[Begin Extracted data]

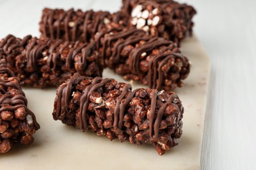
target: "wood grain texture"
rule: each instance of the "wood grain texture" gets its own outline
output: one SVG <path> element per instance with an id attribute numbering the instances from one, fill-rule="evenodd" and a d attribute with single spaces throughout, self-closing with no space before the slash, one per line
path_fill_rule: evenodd
<path id="1" fill-rule="evenodd" d="M 198 12 L 195 33 L 211 58 L 212 68 L 202 169 L 256 169 L 256 1 L 196 0 L 189 3 Z M 84 10 L 98 7 L 114 11 L 120 4 L 120 0 L 1 0 L 0 37 L 39 35 L 38 22 L 44 7 Z"/>

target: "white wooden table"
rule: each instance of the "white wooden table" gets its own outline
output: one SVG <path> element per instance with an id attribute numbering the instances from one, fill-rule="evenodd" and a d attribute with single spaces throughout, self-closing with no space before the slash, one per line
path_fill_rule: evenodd
<path id="1" fill-rule="evenodd" d="M 202 167 L 256 169 L 256 1 L 189 3 L 198 13 L 195 34 L 211 60 Z M 114 12 L 120 5 L 121 0 L 0 0 L 0 37 L 39 35 L 42 7 Z"/>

[End Extracted data]

> Short problem:
Copy every row above verbatim, leaving out the pictures.

> Exercise result:
target: "wood grain texture"
rule: each instance of the "wood grain texture" gets its own outline
output: one SVG <path> element per instance with an id attribute numbering the instances from one, fill-rule="evenodd" and a d attribute with single spaces throughout, self-closing with no space before the slash, one per line
path_fill_rule: evenodd
<path id="1" fill-rule="evenodd" d="M 198 12 L 195 33 L 211 58 L 212 68 L 202 169 L 256 169 L 256 1 L 196 0 L 189 3 Z M 84 10 L 98 7 L 114 11 L 120 4 L 120 0 L 1 0 L 0 37 L 39 35 L 38 22 L 44 7 Z"/>

target: "white wooden table"
rule: each instance of the "white wooden table" gets its own outline
output: one SVG <path> element per instance with an id attribute numbering the instances from one, fill-rule="evenodd" and a d attribute with single spaces throughout, self-closing with no space before the slash, one per line
path_fill_rule: evenodd
<path id="1" fill-rule="evenodd" d="M 202 167 L 256 169 L 256 1 L 189 3 L 198 13 L 195 34 L 211 60 Z M 114 12 L 120 5 L 121 0 L 0 0 L 0 37 L 39 35 L 42 7 Z"/>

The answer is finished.